GOAL →
Return exactly the lines that run from the one containing "Q: Locate the sign" to the end of the entries, with both ends included.

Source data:
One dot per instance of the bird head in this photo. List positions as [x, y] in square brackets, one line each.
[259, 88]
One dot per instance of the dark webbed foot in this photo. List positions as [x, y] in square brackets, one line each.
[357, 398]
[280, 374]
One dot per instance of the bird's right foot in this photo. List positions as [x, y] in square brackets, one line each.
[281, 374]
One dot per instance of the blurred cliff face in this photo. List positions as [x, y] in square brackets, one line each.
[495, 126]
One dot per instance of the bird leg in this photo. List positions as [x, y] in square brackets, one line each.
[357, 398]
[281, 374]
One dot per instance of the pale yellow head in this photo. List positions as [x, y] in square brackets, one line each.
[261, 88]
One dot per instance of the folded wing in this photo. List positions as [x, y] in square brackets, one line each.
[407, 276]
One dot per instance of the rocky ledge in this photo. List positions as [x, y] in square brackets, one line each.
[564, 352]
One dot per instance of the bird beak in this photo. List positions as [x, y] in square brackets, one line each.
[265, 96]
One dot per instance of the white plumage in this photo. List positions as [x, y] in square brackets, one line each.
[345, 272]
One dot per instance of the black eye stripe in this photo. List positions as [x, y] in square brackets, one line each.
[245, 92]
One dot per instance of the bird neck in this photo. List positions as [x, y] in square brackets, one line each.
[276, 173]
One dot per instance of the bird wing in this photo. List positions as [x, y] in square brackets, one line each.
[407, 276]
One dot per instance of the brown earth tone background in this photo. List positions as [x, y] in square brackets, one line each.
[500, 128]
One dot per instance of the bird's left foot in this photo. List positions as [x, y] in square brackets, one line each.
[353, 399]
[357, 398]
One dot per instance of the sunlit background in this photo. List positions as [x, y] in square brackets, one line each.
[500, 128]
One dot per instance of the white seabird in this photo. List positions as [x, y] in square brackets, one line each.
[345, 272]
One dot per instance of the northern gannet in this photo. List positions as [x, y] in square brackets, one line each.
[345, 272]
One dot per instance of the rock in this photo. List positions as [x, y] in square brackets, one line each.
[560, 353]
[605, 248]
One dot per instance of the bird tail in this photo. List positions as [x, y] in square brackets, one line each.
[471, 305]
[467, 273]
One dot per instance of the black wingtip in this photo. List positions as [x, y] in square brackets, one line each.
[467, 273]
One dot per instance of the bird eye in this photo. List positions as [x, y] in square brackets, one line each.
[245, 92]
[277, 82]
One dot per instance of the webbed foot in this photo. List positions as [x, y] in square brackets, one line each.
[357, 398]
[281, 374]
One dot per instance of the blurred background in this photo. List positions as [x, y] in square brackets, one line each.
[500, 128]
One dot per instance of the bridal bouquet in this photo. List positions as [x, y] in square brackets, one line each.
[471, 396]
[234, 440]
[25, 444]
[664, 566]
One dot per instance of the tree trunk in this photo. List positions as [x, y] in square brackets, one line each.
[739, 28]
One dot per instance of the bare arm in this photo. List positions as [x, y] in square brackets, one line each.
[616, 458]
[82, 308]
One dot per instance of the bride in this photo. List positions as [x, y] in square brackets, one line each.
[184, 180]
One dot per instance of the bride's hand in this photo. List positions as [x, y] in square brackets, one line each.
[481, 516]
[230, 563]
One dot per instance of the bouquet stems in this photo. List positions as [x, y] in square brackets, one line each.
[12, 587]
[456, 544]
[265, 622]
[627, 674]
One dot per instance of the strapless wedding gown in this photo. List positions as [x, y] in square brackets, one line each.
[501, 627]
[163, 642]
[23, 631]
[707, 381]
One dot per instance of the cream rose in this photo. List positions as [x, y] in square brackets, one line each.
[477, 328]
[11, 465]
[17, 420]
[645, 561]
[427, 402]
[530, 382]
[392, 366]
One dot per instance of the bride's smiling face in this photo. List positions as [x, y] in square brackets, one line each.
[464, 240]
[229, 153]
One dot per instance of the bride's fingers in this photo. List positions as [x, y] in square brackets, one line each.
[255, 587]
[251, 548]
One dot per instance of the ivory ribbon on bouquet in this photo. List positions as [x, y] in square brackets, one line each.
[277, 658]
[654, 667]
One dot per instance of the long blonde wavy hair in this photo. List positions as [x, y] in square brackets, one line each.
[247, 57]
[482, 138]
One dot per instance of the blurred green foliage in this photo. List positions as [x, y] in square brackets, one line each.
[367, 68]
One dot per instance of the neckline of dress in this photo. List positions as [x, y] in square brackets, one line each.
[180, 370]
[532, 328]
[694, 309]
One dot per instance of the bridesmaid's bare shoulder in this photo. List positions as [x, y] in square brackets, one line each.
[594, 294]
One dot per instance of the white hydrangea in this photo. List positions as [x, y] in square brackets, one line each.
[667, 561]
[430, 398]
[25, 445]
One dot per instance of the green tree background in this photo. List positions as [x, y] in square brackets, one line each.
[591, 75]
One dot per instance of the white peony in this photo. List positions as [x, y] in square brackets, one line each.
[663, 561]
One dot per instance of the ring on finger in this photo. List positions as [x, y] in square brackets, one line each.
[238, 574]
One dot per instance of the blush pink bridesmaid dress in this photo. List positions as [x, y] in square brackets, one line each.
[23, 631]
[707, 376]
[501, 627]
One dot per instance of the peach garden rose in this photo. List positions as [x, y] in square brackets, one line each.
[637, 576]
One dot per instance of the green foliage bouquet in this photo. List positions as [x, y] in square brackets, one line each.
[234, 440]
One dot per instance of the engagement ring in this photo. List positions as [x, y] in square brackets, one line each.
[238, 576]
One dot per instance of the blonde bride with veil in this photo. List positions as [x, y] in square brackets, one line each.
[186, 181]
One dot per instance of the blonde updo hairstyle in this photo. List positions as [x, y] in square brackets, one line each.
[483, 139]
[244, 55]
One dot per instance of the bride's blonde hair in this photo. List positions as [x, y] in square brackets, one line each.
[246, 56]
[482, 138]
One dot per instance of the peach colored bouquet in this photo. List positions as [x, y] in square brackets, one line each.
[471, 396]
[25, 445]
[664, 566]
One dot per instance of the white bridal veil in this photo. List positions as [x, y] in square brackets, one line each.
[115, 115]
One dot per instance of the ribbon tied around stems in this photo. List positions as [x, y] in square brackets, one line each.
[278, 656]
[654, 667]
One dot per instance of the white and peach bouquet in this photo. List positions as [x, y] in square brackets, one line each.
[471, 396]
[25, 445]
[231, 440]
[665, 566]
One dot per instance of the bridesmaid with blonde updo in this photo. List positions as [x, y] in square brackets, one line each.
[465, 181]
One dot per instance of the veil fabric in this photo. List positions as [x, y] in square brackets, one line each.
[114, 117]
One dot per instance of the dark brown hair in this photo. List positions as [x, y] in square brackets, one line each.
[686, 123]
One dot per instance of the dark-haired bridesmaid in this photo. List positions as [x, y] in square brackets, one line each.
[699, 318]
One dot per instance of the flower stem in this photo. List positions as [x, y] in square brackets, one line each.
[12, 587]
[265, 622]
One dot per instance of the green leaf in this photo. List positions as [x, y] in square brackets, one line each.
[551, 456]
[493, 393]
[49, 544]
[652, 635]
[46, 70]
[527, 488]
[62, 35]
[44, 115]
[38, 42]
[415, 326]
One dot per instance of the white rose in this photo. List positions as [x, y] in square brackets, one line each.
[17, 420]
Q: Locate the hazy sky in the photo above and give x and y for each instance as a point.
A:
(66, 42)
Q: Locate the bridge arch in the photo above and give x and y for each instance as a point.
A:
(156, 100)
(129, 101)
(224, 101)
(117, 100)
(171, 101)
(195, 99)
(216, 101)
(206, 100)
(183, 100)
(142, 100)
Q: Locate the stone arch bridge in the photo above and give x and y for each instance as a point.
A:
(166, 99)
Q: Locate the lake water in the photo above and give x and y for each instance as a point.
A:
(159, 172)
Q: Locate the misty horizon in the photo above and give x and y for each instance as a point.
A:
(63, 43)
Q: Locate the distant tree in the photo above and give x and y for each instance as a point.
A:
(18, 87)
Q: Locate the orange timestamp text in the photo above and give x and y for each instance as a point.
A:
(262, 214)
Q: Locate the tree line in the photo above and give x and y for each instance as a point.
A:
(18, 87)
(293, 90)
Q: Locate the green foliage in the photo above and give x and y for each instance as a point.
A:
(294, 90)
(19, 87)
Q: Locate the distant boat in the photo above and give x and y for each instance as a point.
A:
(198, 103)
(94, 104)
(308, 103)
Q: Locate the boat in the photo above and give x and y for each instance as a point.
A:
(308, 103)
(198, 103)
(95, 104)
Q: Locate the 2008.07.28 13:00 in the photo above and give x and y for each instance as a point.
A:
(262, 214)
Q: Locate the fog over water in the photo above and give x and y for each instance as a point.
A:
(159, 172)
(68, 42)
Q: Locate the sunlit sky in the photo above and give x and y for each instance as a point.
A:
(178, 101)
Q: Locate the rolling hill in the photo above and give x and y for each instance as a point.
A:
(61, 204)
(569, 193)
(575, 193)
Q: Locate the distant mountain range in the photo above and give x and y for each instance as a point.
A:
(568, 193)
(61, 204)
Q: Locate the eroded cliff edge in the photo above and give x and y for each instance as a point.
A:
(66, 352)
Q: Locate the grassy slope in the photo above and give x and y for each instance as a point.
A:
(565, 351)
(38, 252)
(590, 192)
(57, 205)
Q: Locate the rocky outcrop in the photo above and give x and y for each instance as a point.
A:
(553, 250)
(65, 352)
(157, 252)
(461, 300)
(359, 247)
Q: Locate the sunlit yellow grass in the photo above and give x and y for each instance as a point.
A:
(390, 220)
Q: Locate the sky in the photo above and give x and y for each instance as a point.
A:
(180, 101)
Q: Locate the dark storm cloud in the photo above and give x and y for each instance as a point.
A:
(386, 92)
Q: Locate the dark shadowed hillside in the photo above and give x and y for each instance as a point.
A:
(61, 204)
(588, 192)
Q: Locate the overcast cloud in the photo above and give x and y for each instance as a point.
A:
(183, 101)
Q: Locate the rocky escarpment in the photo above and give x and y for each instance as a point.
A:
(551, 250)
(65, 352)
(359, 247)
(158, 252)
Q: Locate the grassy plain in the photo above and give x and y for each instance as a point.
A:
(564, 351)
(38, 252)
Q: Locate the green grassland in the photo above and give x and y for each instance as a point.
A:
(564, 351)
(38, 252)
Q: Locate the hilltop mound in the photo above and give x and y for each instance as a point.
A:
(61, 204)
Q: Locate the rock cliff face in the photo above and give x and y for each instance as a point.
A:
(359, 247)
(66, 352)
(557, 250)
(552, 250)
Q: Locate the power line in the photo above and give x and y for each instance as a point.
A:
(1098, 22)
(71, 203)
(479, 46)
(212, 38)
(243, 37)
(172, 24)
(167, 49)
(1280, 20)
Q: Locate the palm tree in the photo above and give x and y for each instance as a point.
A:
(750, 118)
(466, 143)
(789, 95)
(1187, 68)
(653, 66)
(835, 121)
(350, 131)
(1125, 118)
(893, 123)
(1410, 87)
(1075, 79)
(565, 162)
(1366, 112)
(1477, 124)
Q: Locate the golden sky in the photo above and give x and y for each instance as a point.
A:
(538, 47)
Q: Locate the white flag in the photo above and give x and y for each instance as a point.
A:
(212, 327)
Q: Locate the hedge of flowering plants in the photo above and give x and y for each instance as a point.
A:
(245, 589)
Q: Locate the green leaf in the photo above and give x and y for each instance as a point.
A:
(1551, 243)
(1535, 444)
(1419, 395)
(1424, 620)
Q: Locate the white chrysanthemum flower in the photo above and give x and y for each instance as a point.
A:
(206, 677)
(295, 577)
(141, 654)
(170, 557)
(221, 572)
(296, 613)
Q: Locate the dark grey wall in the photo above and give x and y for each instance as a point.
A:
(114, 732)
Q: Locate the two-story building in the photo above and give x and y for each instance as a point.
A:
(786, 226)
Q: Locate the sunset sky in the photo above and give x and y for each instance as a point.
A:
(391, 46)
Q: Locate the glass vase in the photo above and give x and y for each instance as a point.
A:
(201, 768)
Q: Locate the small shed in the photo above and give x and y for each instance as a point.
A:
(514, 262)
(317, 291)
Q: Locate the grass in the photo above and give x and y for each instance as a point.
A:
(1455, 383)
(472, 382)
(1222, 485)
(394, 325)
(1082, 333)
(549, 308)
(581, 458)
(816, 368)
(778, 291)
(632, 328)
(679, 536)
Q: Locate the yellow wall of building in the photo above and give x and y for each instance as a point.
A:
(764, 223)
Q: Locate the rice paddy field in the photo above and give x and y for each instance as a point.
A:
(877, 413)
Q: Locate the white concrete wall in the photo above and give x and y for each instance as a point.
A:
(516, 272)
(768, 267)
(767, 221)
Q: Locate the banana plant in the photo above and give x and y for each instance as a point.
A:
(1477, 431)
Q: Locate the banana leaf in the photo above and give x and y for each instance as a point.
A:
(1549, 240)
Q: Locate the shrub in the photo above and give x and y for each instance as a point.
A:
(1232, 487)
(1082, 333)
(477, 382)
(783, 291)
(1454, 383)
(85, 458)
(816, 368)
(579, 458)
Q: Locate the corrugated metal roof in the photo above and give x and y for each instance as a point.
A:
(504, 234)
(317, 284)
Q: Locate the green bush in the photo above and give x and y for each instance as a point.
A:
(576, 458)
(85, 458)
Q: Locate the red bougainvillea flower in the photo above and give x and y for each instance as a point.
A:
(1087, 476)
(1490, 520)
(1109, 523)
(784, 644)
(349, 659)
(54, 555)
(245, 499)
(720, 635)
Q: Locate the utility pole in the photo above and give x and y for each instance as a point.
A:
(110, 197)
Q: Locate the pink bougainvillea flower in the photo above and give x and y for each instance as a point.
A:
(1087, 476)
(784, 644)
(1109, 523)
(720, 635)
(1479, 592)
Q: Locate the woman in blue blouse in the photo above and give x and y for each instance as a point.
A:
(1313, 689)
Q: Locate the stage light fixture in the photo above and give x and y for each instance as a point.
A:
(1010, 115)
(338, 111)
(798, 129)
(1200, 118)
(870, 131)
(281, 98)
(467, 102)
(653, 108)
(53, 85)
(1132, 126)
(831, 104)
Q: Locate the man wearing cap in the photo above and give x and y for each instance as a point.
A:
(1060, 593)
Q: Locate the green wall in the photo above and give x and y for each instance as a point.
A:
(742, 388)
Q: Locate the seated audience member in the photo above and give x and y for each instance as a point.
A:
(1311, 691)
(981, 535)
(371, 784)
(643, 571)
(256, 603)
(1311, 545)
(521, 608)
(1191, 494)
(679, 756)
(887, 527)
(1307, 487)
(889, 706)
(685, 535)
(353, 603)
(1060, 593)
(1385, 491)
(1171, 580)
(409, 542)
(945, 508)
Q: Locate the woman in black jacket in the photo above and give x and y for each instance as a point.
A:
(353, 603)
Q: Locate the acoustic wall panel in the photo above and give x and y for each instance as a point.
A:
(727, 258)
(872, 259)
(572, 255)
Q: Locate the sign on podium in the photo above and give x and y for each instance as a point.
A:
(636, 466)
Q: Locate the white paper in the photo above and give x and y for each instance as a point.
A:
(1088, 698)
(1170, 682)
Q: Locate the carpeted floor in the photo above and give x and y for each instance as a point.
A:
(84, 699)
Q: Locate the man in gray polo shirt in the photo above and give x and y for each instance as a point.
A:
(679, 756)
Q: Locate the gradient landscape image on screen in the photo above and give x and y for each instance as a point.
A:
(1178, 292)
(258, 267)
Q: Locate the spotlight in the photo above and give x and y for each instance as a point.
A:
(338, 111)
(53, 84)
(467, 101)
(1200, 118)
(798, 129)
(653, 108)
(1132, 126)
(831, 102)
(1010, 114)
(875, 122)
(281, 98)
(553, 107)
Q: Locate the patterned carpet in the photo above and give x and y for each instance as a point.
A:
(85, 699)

IN RESPONSE →
Q: Locate the sign on podium in the photo above and give x and y for each instance as a point.
A:
(636, 466)
Q: Locate the white paper in the photo above and give x and y for each instance as a point.
A:
(1088, 698)
(1170, 682)
Q: Locate the carpeted floor in the photo above and give x and y for each instance as a point.
A:
(84, 699)
Q: Locate the man in gray polo shirt in the photo above and give x and y for each instance as a point.
A:
(679, 756)
Q: Locate the gradient landscape image on screen in the photo above and give x and y for each instance as a point.
A:
(1178, 292)
(258, 267)
Q: Locate the spotlight in the photo above and give x and y for each instance as a point.
A:
(338, 111)
(53, 84)
(467, 101)
(1200, 118)
(798, 129)
(653, 108)
(1132, 126)
(831, 102)
(1010, 114)
(875, 122)
(281, 98)
(553, 107)
Q: Locate the patterned carpet in the photo above and give x and y for each instance as a point.
A:
(85, 699)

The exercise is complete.